Today I remember Cruz Barrington whom we lost in May of 2015 at 8 weeks of gestation. Here is a post I originally published on July 30, 2015 and remembering today April 22, 2019…
I am here again in this grief, this pain, this SOUL-WRENCHING agony. It was not supposed to be this way….AGAIN. The suffering, the anguish, it is often too deep to describe in words and to expansive to explain.
This time, it was supposed to be different. I was hopeful. I was placing my trust in God as best as I knew how. I even tried medication this time. We had family and friends praying fervently in faith that this outcome would be different.
But it wasn’t!
After 8 weeks gestation, it happened again. We had the same outcome. The same pain as the year before.
Why? What happened? Why did this happen again? Why me? Give me just one decent reason, just one! There are so many questions and few, if any, answers.
Again… It has happened again!
Another miscarriage. Another life inside of me is gone. My dreams, my hopes and expectations for this child are no more. My heart is broken once again. Sadness. Confusion. Anger. Despair. Where is God’s good plan for me in this now second miscarriage in 2 years? There was a longing in my soul that was not fulfilled, yet again. The hurt is so deep and wide and high that words are a poor description to give an account of the pain.
HOW DOES ONE MOVE FORWARD?
I continue to grieve. It will be another process for me just like last time. Part of my consolation is that I do feel stronger this time around having already experienced the loss of one child in miscarriage earlier last year. In a way, I know what to expect in my grieving. I have experience with it.
While I have no sufficient answers, I have found some understanding through the lens of the Parable of the Sower found in the Bible.
Some seeds fell along the path, where the birds came and ate it up right away. In this metaphor, it could mean either an unfertilzed egg or a fertilized egg that never was implanted.
Some seeds fell along rocky places, where there was not much soil, so the seed sprang up quickly, but since the soil was shallow, when the sun came, it scorched the seed and the seed withered up ending its short life. I think of this as like a miscarriage.
Some seeds fell among thorns and began to grow strong but the thorns choked those seeds in the end. In this metaphor, it reminds me of a stillbirth.
Finally, some seeds fell on healthy, deep soil, producing multiple crops. In this metaphor, our children live to see life on earth with us. A full-term pregnancy has ended with a healthy born child.

PROMPT 1:
State at how many weeks of gestation Cruz Barrington was lost, according to the post.
PROMPT 2:
Decide whether each statement agrees with the post, and answer yes or no while quoting the words from the post that settle it: (a) The writer tried medication this time. (b) The writer feels weaker this time around. (c) The writer links the seeds that fell among thorns to a stillbirth.
PROMPT 3:
Explain, using the reason the post gives, why the writer feels stronger this time.

DATA UNDER STUDY:
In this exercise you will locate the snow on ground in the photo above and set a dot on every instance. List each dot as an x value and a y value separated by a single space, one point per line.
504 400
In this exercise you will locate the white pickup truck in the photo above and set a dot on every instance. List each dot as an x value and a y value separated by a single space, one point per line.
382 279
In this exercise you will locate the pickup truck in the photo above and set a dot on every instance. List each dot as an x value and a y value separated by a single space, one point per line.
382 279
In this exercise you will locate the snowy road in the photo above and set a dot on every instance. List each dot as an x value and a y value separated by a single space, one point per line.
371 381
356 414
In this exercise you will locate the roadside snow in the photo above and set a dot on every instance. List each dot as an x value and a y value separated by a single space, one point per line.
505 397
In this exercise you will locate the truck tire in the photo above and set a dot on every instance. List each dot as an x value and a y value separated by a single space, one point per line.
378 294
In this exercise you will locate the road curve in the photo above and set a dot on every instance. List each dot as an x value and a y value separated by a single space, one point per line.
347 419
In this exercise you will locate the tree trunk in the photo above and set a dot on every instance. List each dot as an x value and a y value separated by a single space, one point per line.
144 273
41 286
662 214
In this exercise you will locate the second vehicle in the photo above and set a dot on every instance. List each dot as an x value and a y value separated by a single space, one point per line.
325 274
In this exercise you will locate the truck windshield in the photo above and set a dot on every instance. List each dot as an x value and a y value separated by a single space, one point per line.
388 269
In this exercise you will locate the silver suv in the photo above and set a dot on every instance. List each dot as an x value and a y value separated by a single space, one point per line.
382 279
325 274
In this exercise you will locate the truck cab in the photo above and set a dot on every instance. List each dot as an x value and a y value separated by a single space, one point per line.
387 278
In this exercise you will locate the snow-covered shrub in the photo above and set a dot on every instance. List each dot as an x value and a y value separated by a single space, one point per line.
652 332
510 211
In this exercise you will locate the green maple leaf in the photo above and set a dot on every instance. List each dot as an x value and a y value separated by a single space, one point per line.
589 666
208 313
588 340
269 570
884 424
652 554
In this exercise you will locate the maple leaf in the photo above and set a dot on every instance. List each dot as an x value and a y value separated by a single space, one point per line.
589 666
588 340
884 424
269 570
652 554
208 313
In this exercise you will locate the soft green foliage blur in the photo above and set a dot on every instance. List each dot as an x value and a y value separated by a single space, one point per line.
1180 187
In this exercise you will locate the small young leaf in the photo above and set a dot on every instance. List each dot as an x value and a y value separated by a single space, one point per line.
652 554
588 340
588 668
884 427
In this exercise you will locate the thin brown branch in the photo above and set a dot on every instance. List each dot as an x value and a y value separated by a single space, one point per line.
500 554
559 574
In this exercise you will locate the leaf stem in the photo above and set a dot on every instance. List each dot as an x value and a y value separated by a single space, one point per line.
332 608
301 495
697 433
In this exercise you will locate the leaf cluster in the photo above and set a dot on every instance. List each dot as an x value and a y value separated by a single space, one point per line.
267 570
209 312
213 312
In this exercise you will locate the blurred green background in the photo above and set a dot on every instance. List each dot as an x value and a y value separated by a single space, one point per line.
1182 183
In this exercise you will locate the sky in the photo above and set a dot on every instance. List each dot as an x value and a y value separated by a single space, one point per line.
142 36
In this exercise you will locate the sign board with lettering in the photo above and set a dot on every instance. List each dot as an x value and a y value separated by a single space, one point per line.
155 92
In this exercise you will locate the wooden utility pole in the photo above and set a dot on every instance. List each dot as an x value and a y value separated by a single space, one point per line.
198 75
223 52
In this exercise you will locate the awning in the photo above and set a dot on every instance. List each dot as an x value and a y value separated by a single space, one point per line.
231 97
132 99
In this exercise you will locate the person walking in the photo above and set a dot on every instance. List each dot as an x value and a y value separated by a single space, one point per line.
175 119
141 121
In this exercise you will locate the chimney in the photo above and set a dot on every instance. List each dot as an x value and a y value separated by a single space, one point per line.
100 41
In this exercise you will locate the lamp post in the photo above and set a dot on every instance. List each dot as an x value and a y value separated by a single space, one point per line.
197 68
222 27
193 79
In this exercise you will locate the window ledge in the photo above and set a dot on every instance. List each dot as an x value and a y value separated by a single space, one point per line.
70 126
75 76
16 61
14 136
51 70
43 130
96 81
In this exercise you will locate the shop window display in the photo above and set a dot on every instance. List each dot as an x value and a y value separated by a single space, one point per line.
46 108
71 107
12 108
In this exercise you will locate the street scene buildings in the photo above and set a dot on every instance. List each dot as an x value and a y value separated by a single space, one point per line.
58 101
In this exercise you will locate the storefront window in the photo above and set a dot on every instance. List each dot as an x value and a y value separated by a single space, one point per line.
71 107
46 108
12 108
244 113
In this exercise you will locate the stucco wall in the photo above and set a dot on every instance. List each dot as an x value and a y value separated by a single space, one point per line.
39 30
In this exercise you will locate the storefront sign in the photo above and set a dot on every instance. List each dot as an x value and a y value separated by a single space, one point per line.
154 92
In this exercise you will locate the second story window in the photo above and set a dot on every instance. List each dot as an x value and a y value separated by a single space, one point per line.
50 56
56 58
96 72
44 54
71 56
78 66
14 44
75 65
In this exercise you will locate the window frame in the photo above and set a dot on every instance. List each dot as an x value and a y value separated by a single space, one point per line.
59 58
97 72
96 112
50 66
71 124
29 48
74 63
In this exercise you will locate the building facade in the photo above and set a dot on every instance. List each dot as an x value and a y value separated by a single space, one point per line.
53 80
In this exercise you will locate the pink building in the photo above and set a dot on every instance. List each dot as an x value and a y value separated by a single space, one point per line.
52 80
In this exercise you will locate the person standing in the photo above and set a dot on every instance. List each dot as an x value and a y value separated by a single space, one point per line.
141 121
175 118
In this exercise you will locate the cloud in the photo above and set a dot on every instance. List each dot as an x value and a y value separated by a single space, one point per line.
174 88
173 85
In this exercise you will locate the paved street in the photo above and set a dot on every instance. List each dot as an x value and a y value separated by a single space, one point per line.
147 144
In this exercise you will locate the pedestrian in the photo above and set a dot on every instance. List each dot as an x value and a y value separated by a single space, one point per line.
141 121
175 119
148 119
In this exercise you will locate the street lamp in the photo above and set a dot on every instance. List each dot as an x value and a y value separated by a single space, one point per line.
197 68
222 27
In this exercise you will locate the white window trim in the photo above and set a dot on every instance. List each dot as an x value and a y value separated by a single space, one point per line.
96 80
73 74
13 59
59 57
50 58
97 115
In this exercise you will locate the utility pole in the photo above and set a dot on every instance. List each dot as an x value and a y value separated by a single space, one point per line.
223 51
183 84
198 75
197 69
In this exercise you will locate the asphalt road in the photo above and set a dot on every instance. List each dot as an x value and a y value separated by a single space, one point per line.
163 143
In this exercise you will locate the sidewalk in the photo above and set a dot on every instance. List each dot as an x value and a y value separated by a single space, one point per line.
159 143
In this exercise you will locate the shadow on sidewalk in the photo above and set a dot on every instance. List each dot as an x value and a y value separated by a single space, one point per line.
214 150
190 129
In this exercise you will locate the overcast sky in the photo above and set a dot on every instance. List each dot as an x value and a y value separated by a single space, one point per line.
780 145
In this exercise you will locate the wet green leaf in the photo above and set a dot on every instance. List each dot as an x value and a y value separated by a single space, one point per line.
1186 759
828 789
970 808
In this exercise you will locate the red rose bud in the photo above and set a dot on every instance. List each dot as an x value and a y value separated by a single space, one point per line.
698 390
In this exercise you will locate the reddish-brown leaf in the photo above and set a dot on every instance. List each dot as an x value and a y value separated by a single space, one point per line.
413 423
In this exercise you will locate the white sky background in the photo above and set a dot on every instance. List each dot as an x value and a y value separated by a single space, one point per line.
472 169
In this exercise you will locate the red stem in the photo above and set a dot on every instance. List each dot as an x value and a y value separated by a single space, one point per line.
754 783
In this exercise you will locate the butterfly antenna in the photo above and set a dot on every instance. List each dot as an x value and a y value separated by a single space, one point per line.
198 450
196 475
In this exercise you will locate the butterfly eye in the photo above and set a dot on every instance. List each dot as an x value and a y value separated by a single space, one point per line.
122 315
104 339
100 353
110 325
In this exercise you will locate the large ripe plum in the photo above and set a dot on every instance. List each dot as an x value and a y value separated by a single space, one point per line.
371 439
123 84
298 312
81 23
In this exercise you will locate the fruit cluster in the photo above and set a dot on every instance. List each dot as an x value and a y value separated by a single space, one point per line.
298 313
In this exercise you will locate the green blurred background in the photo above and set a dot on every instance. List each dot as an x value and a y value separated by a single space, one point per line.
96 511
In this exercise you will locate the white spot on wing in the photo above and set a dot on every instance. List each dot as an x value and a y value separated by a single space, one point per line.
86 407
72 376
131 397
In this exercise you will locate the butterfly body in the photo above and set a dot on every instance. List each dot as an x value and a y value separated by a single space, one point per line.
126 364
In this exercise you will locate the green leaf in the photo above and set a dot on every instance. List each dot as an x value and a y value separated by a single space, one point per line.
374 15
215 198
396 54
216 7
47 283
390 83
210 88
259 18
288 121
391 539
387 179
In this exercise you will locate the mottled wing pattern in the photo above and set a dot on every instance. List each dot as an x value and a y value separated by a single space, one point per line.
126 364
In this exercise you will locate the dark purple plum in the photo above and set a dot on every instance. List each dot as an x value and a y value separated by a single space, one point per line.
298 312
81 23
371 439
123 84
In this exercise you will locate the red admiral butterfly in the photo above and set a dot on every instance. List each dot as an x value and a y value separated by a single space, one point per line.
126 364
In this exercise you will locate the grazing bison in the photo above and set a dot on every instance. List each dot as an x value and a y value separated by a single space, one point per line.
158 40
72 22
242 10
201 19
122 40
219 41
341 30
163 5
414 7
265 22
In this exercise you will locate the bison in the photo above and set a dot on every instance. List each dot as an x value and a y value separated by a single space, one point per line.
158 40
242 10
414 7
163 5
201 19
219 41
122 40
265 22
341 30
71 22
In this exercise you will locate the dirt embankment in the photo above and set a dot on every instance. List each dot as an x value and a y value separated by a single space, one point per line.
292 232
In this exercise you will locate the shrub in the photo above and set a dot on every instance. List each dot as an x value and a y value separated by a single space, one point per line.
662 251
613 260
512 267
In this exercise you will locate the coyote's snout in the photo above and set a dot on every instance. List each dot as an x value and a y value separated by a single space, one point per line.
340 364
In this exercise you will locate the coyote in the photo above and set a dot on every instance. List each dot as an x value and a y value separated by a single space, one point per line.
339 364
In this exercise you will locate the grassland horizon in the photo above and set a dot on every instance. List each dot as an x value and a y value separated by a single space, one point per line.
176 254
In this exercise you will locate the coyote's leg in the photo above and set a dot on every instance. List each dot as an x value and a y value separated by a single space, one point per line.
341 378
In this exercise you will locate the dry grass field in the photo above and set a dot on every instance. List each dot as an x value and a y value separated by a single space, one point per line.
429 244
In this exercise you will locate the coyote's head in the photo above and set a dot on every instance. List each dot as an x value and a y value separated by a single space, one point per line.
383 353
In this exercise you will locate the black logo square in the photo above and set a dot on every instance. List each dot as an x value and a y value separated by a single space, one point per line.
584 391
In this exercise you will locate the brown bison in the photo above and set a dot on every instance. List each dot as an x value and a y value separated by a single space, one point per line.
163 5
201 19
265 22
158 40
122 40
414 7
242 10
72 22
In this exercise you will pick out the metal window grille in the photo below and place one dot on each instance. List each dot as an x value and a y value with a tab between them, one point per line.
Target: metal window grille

EXERCISE OUTPUT 1:
At 8 weeks of gestation.

EXERCISE OUTPUT 2:
(a) Yes: "I even tried medication this time."
(b) No: "I do feel stronger this time around"
(c) Yes: "In this metaphor, it reminds me of a stillbirth."

EXERCISE OUTPUT 3:
The writer already lost one child to miscarriage earlier the previous year. Because of that, the writer in a way knows what to expect in grieving and has experience with it.